» The data
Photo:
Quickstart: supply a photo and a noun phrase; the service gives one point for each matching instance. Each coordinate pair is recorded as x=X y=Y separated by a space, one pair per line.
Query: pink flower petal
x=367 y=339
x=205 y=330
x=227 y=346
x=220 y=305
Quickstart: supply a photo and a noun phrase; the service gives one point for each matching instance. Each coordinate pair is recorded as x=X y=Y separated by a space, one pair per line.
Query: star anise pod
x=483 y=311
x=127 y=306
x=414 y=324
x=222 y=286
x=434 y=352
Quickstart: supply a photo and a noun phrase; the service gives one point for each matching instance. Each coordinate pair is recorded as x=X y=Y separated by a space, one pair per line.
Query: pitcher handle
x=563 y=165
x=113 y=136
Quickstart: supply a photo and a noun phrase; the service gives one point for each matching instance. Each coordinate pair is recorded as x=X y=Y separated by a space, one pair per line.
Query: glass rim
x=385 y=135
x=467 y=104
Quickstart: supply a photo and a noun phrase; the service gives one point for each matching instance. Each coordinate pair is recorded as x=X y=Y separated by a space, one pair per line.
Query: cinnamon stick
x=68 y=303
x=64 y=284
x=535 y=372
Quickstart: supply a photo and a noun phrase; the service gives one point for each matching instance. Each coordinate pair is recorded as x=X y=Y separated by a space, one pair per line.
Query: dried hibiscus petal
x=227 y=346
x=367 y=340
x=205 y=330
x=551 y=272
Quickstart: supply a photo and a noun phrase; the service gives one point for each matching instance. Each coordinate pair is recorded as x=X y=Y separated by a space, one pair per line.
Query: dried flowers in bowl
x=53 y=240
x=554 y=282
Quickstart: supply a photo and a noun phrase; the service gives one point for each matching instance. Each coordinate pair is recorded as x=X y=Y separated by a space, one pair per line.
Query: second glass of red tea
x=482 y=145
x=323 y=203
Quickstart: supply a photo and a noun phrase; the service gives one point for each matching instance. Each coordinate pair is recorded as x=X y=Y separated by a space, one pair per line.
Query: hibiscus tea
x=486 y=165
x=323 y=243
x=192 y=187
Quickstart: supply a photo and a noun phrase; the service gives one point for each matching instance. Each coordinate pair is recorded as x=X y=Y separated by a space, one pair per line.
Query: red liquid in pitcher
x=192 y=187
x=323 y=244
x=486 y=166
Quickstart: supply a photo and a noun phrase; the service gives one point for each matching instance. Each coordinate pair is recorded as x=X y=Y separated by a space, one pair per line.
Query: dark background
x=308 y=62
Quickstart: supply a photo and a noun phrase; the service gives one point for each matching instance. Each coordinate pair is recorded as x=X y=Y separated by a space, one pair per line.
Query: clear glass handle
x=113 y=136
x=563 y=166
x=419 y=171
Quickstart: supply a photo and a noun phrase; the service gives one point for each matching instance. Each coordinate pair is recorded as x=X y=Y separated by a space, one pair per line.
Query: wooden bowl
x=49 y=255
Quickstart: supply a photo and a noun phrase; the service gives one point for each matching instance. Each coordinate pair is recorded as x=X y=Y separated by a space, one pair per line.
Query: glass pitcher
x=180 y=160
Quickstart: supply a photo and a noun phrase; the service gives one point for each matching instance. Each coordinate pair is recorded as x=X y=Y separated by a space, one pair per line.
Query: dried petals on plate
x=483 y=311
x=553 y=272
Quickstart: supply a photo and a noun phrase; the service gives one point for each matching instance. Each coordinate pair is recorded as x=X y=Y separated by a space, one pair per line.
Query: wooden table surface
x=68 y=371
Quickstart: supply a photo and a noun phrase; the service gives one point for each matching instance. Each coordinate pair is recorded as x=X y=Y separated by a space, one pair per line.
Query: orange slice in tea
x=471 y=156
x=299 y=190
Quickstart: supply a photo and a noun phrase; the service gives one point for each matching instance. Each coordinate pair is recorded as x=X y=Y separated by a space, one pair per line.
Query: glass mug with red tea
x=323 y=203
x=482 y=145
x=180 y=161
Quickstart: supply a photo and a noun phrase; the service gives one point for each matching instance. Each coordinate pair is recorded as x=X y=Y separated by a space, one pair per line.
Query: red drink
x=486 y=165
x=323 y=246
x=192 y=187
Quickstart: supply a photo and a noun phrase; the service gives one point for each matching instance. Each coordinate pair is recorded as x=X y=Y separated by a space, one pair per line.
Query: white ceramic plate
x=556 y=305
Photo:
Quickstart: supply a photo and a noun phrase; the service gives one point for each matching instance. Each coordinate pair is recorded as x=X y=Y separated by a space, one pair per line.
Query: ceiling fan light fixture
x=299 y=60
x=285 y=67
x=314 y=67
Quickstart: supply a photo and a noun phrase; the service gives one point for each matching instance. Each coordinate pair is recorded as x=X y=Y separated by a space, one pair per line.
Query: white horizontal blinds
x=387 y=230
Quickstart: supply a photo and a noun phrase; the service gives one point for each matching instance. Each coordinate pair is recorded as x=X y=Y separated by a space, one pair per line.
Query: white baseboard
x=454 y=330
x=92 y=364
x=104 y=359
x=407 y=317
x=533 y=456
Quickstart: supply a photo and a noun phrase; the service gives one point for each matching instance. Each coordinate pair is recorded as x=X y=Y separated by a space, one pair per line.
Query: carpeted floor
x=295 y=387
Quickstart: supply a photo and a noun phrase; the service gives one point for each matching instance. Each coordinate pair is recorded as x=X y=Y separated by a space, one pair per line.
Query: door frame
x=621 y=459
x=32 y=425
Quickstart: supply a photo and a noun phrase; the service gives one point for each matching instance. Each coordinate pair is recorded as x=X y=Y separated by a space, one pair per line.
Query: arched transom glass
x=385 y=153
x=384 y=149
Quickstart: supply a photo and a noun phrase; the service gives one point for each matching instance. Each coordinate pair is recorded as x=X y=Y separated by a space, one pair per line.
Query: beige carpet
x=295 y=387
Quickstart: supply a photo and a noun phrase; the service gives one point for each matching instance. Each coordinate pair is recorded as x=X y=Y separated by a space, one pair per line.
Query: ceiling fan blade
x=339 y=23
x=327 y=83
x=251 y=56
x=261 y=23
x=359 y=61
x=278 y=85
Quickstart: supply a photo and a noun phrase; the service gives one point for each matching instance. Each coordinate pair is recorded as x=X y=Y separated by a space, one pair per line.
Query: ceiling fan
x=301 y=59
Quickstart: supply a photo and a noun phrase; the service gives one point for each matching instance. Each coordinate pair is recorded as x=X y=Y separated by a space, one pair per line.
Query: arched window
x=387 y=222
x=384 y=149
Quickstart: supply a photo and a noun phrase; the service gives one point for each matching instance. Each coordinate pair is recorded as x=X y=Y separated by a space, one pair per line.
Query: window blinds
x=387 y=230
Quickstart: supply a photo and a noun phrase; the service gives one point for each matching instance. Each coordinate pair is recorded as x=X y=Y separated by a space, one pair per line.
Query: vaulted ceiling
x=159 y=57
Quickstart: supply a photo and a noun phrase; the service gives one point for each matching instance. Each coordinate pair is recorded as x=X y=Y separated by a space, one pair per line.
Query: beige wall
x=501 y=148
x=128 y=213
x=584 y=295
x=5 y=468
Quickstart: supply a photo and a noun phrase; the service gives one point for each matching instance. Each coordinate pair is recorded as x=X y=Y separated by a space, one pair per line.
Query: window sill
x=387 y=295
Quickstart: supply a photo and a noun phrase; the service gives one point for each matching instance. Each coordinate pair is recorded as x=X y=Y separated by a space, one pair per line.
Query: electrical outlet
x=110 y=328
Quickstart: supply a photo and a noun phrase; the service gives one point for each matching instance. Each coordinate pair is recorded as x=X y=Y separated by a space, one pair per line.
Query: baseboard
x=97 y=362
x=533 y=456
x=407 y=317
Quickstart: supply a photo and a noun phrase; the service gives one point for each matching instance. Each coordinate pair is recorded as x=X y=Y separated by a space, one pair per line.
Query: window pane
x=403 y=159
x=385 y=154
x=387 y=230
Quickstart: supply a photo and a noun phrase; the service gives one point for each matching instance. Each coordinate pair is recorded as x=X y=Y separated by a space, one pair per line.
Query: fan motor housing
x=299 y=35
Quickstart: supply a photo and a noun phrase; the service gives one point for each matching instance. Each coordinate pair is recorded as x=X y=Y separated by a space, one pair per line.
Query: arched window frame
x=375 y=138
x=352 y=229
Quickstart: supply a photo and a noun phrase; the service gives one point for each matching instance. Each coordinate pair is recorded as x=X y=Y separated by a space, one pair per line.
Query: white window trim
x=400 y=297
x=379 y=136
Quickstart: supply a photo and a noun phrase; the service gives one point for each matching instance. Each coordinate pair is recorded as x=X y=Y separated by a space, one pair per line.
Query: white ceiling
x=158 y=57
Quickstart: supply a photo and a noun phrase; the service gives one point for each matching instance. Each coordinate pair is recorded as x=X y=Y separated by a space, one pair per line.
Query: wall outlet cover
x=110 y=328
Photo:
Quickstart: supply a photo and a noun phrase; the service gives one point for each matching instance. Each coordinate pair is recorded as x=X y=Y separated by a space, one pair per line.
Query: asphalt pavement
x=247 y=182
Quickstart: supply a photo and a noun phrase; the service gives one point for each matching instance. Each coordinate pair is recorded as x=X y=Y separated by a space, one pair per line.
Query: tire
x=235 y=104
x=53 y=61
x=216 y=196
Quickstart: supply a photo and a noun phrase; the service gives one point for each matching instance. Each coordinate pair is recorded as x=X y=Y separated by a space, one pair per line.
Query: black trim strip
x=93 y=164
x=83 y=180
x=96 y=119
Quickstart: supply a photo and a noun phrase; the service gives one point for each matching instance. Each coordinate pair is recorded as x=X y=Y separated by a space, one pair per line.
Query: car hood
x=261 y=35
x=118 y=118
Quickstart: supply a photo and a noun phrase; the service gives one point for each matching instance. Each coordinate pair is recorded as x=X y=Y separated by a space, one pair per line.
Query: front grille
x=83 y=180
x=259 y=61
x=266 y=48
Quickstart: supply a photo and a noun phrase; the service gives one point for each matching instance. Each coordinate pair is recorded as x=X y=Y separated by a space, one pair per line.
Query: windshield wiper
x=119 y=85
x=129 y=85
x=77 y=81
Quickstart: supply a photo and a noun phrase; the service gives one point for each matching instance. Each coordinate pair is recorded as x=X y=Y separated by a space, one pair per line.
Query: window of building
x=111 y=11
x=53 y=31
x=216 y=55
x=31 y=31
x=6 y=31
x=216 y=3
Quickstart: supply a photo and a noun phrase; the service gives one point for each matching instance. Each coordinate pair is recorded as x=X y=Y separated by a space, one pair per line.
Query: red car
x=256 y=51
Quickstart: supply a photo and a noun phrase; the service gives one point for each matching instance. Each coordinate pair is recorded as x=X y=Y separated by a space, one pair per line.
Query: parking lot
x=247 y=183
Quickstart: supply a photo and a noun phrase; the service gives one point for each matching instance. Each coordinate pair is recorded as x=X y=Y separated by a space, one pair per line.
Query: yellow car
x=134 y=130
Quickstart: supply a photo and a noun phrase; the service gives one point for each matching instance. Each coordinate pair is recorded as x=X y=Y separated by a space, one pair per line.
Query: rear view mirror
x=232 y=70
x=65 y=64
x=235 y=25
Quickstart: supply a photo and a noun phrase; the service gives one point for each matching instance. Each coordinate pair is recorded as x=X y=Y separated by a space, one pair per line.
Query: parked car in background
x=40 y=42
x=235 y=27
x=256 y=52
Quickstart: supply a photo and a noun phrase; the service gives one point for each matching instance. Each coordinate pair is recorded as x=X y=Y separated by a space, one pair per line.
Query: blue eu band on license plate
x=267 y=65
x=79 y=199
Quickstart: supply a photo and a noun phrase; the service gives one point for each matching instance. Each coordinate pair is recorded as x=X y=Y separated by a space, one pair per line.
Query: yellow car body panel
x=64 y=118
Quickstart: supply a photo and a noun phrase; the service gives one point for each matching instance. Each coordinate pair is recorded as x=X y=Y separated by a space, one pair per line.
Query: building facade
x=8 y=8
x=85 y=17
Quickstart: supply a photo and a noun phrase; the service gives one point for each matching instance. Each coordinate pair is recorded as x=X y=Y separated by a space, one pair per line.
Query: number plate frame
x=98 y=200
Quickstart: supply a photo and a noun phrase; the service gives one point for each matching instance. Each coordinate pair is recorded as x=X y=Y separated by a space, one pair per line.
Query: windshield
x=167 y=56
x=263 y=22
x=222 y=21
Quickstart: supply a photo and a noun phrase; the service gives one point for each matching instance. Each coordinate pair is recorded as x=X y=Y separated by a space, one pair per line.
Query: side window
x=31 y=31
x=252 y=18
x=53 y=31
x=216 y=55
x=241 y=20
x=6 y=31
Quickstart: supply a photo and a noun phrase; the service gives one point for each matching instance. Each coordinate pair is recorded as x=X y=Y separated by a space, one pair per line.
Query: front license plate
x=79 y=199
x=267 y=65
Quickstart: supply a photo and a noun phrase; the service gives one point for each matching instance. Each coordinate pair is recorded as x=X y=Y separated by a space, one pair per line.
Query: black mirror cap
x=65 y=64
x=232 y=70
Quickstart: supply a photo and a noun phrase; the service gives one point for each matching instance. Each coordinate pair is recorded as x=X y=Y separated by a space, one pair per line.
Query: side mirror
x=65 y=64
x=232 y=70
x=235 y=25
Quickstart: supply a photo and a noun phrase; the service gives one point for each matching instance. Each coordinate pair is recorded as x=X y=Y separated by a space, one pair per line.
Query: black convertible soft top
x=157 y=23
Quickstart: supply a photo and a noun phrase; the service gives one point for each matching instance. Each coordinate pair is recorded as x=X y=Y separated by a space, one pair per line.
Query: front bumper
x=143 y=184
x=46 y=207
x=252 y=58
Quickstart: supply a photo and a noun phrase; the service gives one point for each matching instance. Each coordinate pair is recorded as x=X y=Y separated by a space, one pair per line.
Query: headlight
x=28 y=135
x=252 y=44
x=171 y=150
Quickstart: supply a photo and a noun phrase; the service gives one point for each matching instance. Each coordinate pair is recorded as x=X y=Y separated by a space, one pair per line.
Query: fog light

» Written request
Starting with the first line of the items above and going on through the line with "x=467 y=104", both included, write out every line again and give only those lines. Multiply each coordinate by 0.35 and round it to a whole number, with halves going up, but leave all other text and numbers as they are.

» Reply
Photo:
Quickstart: supply a photo and a noun phrase; the service gives one point for each matching instance. Each coordinate pair is recorded as x=X y=Y separated by a space, one pair per line.
Query: pink flower petal
x=128 y=119
x=72 y=116
x=79 y=121
x=77 y=107
Quickstart: supply a photo and a noun phrase; the service gives one point for each matching instance. Each coordinate pair is recorded as x=X y=Y separated by a space, one pair per line.
Query: star anise pod
x=169 y=109
x=44 y=107
x=145 y=113
x=78 y=100
x=152 y=123
Quickstart: supply a photo and a noun phrase; the service gives one point for each matching instance. Each coordinate pair is recorded as x=X y=Y separated by a space, one pair per line.
Query: pitcher handle
x=197 y=58
x=40 y=48
Quickstart: supply a photo and a noun phrase; the service gives one point for each matching instance. Each coordinate pair is recorded as x=X y=Y separated by a space, one pair per line.
Query: glass rim
x=135 y=47
x=163 y=36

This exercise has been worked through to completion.